Coordinate annotation records:
------------------------------------

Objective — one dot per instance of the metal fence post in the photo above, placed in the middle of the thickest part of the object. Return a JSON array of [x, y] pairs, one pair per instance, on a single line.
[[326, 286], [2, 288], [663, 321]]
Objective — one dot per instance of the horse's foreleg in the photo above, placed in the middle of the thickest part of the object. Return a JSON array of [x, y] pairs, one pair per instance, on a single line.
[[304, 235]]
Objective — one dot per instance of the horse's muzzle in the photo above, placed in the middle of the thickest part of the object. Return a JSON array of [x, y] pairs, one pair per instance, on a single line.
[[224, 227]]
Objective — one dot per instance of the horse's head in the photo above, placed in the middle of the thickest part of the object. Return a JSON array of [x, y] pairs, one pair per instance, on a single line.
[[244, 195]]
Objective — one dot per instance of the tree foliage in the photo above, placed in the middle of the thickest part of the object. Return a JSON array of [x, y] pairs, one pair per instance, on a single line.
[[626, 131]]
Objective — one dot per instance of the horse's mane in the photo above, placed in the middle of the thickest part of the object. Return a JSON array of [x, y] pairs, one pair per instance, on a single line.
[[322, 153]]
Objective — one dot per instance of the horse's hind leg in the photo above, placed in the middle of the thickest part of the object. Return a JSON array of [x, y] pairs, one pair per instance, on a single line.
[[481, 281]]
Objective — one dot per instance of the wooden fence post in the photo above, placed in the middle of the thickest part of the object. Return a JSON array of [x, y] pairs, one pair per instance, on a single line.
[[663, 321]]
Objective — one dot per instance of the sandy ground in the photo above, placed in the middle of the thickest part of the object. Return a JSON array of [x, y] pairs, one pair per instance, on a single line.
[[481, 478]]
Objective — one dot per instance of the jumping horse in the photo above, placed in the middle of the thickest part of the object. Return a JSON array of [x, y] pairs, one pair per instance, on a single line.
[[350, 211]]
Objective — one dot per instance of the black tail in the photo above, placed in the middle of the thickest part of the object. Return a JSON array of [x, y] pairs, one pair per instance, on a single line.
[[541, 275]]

------------------------------------

• **Instructions to follow**: Convert every line of the records above into a JSON list of strings, one string per line, with blank lines omitted.

• **Task result**:
[
  "Objective — one dot per instance of the metal fence post in the photo above, placed in the middle of the thickest part of the object. Return a JSON array of [x, y] pairs, one pair per instance, on a single line.",
  "[[326, 286], [2, 288], [663, 321]]",
  "Objective — one dot per instance of the horse's foreleg in the photo above, placed in the middle of the thickest part of the object. Return a JSON array of [x, y] pairs, one pair per instance, on a single line.",
  "[[304, 235]]",
  "Objective — one dot per instance of the horse's muzzle in the photo above, placed in the middle of the thickest part of the object. Return a JSON array of [x, y] pairs, one pair per instance, on a single line.",
  "[[224, 227]]",
  "Objective — one dot per instance of the horse's head in the photo above, placed in the middle of the thickest part of the object. Return a JSON array of [x, y] pairs, one pair per instance, on a single line.",
  "[[244, 195]]",
  "Objective — one dot per instance of the tree foliage in the photo above, placed in the middle of the thickest part of the object. Return a JSON array of [x, y] pairs, one pair per instance, on a single line.",
  "[[626, 131]]",
  "Objective — one dot per instance of the horse's mane in the photo above, placed in the middle of the thickest part of the object. Return a JSON array of [x, y] pairs, one pair per instance, on a single line.",
  "[[322, 153]]",
  "Objective — one dot per instance of the horse's hind leg in the photo above, placed in the middle of the thickest part of the object. Return a JSON array of [x, y] pairs, one pair per instance, on a single line.",
  "[[481, 281]]",
  "Objective — one dot per instance of the wooden fence post in the photo above, placed in the middle of the thickest part of the object. Return a JSON array of [x, y] pairs, one pair per instance, on a single line.",
  "[[663, 321]]",
  "Objective — one dot per instance of the sandy ground in the photo above, placed in the middle of the thickest part of the object. Return a JSON array of [x, y] pairs, one pair per instance, on a single line.",
  "[[481, 478]]",
  "Objective — one dot per instance of the jumping horse in the photo above, placed in the middle of the thickest part of the object. Return a JSON array of [x, y] pairs, one pair per instance, on a single line.",
  "[[350, 211]]",
  "Objective — one dot per instance of the black tail in the photo above, placed in the middle of the thickest part of the object. Return a JSON array of [x, y] pairs, one pair per instance, on a single line.",
  "[[541, 275]]"
]